▶ EXERCISE BRIEF
All lines from the one with "the gray cap" to the end of the data: return those exactly, and only those.

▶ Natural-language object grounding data
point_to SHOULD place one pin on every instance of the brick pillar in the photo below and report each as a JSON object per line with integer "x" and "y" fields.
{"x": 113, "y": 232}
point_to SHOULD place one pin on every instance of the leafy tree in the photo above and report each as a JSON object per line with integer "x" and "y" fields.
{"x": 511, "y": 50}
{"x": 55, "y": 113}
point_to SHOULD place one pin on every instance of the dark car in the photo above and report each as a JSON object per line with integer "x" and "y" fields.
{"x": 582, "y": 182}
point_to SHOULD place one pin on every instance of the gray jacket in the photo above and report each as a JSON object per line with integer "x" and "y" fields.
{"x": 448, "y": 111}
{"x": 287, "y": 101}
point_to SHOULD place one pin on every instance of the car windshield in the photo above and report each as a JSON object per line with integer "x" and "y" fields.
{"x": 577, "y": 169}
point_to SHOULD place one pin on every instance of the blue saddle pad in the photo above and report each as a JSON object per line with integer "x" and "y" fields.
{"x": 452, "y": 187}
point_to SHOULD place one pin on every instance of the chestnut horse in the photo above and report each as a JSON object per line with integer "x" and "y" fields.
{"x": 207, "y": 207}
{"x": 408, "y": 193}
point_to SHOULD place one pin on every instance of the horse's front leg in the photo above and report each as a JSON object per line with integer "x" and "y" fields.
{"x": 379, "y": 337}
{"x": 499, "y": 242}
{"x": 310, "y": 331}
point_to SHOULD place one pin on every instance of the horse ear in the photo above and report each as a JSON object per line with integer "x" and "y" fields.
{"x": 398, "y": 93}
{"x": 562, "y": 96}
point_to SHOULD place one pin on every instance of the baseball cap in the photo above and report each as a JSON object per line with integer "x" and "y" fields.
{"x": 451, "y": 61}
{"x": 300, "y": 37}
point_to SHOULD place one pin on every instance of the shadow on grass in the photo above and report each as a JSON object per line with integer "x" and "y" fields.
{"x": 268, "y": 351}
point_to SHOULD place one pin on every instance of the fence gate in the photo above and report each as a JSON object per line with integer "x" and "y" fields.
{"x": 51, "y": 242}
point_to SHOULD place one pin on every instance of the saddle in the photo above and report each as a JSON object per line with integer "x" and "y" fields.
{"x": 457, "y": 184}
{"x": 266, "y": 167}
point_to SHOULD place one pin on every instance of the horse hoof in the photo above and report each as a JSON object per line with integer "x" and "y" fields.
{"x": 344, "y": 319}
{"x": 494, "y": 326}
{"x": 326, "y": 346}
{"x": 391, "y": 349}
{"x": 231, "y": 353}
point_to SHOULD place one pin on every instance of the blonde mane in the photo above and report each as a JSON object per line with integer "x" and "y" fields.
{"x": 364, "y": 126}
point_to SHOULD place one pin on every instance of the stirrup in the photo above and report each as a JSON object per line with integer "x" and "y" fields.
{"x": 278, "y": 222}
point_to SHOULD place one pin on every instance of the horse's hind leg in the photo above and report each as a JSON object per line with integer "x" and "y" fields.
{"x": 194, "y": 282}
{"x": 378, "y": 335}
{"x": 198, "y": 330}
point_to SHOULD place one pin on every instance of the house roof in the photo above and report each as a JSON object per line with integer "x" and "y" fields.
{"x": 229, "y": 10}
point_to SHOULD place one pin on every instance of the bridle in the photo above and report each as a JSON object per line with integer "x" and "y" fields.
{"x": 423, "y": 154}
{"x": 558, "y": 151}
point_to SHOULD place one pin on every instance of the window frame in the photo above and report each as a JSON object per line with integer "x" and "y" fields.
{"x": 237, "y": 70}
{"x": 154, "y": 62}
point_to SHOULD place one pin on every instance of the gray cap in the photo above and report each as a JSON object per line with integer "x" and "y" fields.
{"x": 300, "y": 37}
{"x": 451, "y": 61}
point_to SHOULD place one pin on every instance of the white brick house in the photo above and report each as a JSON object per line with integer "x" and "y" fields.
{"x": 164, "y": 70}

▶ OUTPUT OF THE EXERCISE
point_to SHOULD place one pin on every instance of the gray cap in the photo above and report each as a JSON object per line with integer "x" and "y" fields.
{"x": 300, "y": 37}
{"x": 451, "y": 61}
point_to SHOULD place one pin on every instance of the white brick house in the photo above and report each as a JSON object per line with integer "x" and "y" fields.
{"x": 164, "y": 70}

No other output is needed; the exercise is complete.